[Items from a labeling collection]
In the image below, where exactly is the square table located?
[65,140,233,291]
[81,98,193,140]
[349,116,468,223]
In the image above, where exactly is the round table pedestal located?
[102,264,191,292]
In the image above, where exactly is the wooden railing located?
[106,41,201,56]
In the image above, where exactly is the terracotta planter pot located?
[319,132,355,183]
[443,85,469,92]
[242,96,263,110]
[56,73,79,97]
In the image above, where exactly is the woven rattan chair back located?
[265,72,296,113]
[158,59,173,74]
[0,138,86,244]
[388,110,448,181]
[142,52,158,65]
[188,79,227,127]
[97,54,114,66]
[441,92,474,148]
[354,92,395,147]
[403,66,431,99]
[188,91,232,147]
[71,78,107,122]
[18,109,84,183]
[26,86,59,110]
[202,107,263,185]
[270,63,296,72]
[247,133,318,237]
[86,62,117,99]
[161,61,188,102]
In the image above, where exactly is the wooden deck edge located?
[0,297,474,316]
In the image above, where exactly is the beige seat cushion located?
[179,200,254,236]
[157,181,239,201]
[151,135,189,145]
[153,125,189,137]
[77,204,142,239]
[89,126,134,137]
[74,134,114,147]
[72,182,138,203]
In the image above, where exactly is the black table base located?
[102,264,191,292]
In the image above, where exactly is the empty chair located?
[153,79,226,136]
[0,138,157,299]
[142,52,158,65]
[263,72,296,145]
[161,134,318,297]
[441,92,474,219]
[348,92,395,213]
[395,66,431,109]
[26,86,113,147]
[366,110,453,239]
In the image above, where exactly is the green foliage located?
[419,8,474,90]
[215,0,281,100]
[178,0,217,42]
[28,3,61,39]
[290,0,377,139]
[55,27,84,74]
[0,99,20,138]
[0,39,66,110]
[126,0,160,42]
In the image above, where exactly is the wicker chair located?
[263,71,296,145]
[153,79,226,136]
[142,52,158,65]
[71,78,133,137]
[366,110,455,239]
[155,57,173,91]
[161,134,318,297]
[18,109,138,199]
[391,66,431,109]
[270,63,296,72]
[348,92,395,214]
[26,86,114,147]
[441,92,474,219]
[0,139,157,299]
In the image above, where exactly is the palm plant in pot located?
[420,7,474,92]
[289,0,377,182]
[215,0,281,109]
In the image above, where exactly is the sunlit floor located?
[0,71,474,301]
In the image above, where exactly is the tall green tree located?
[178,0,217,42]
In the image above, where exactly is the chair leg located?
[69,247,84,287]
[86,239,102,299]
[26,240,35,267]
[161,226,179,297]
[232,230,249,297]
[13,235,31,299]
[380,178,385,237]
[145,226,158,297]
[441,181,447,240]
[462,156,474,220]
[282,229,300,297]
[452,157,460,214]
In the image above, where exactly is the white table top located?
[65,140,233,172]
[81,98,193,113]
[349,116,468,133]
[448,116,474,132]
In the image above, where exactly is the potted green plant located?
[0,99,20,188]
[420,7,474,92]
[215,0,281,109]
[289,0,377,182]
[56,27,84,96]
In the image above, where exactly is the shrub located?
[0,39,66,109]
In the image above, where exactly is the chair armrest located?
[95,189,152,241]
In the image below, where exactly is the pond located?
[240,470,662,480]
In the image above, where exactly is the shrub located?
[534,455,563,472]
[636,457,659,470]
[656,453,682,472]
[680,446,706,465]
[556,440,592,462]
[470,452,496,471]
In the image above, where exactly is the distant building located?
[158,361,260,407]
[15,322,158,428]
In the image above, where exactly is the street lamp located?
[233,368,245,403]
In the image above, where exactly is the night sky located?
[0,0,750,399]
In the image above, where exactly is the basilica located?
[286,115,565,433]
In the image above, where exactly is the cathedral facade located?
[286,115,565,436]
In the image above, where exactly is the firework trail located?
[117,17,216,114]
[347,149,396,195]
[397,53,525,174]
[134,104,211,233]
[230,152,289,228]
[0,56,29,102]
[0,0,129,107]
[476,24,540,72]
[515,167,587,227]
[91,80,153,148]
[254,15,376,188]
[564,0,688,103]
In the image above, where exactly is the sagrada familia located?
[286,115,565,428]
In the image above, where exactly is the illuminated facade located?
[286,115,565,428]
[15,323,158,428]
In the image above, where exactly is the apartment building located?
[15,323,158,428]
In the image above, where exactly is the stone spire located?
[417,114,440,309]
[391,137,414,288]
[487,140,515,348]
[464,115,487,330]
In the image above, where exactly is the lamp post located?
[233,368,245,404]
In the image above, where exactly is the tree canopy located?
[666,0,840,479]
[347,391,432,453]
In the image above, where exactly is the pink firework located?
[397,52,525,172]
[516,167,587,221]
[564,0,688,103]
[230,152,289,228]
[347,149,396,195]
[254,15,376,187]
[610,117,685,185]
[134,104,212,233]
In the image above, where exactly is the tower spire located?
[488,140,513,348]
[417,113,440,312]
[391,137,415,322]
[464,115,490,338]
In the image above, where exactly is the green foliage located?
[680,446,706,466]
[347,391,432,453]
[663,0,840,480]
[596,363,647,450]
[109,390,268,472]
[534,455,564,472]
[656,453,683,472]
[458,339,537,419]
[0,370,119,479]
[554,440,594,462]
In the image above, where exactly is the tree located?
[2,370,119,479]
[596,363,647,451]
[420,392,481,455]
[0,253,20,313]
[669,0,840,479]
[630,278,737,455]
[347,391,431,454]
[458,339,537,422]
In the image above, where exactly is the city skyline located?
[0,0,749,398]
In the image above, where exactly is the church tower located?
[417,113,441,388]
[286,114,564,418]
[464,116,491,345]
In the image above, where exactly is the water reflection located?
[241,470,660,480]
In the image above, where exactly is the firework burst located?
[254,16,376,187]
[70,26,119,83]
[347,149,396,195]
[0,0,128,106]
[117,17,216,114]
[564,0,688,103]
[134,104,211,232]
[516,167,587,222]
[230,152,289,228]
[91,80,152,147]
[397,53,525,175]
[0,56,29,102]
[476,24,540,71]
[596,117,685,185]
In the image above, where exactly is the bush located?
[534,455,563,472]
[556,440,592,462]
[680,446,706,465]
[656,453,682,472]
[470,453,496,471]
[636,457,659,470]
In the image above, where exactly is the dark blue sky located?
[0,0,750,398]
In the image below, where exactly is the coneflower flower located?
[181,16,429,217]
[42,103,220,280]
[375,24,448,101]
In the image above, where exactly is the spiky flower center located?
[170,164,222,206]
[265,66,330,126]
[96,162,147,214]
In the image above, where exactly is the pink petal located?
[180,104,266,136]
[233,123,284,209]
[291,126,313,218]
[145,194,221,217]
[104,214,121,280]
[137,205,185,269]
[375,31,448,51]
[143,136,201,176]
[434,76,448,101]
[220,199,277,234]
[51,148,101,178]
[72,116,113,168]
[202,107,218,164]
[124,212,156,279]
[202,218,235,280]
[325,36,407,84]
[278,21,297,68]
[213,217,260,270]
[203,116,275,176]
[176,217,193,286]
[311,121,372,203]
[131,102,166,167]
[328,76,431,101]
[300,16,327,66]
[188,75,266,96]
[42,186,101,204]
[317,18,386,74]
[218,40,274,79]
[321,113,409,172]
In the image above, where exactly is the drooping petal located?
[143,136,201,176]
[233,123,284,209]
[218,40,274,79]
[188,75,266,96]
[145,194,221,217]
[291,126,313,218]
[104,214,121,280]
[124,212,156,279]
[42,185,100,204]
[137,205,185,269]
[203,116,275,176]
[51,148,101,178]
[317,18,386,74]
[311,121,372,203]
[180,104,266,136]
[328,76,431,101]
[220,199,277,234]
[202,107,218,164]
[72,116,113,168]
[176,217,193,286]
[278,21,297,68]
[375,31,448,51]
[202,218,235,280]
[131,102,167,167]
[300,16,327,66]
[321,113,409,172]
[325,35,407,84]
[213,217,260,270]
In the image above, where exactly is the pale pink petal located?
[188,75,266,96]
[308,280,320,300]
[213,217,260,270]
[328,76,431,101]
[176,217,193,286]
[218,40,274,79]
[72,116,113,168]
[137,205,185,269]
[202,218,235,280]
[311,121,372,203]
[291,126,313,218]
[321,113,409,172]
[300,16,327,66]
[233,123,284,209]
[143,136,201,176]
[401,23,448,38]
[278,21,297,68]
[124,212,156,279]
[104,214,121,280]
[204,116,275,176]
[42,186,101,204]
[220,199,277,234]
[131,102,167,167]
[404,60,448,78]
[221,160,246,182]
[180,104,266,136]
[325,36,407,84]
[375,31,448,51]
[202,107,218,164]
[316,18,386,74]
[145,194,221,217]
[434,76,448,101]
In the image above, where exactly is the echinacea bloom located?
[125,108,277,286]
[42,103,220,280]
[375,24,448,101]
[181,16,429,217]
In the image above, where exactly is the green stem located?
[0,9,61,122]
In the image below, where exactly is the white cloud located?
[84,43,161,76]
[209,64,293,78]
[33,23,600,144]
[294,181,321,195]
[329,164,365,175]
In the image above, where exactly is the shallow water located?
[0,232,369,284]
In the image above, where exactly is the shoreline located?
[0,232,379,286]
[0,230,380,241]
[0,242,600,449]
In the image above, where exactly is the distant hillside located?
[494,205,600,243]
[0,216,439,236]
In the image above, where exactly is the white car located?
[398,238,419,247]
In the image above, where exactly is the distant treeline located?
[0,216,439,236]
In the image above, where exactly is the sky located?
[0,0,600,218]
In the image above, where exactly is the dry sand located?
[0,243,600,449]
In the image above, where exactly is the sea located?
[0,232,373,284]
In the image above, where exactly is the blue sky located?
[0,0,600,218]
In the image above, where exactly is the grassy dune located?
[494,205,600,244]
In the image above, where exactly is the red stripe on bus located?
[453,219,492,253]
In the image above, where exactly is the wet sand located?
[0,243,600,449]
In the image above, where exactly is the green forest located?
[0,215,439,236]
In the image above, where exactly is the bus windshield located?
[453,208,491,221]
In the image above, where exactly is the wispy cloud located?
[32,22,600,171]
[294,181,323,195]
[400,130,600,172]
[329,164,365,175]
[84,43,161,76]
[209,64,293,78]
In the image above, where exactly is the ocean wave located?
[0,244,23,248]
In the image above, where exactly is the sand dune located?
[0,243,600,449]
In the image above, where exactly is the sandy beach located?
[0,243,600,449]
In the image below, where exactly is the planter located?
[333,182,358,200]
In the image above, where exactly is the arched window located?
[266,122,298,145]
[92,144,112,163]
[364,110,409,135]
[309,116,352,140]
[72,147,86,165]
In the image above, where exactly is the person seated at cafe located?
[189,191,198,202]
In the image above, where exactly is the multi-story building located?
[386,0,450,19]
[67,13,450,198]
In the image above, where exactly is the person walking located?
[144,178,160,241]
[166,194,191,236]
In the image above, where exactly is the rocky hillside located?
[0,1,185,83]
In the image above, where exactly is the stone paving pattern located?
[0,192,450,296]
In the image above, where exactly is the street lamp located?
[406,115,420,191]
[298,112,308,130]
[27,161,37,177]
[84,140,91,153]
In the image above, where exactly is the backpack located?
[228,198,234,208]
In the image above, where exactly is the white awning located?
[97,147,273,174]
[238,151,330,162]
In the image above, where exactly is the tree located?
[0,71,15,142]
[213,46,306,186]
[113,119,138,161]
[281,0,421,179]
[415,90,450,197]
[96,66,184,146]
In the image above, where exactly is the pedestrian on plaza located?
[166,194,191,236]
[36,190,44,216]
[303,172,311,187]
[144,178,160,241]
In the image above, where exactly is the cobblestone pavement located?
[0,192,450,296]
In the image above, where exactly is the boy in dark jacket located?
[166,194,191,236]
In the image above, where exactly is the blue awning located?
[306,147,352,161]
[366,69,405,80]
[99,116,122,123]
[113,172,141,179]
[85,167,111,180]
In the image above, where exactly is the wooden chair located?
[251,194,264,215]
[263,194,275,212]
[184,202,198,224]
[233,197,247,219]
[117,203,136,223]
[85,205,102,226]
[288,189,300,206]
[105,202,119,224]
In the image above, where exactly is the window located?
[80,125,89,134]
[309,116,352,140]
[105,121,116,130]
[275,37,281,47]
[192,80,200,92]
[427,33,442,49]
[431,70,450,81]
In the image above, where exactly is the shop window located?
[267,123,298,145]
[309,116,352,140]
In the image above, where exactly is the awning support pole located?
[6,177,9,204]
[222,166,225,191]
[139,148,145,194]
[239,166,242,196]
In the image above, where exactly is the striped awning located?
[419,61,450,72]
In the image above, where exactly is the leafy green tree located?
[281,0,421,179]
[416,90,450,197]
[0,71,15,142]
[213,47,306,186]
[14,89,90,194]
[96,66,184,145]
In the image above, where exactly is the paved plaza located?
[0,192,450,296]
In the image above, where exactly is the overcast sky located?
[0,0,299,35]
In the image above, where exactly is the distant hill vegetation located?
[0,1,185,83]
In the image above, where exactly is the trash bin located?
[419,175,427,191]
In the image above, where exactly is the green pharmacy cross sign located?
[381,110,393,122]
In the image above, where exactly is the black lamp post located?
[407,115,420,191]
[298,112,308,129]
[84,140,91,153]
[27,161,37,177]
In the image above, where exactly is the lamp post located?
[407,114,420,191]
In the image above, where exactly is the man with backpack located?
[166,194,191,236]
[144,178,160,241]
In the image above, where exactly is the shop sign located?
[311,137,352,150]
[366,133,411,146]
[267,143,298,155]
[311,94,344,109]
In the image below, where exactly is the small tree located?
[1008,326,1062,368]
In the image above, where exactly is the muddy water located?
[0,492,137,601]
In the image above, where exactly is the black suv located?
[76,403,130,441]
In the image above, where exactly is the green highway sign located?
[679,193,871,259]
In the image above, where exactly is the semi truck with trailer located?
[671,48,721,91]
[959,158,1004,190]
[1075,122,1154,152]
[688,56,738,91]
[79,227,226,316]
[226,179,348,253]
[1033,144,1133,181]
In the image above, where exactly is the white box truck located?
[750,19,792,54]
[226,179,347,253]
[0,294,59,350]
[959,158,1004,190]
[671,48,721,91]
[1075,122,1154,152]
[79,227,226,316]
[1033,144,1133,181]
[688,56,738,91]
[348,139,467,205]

• What you should do: Could you format the stretch of the listing from the line containing "In the image above, where exactly is the white box" through the end of the listing as a numbered list, leaving out any blank lines?

• Output below:
1. In the image above, where exactly is the white box truck located?
2. [750,19,792,54]
3. [226,179,347,253]
4. [0,294,59,350]
5. [959,158,1004,190]
6. [671,48,721,91]
7. [1075,122,1154,152]
8. [79,227,226,316]
9. [1033,144,1133,181]
10. [688,56,738,91]
11. [348,139,467,205]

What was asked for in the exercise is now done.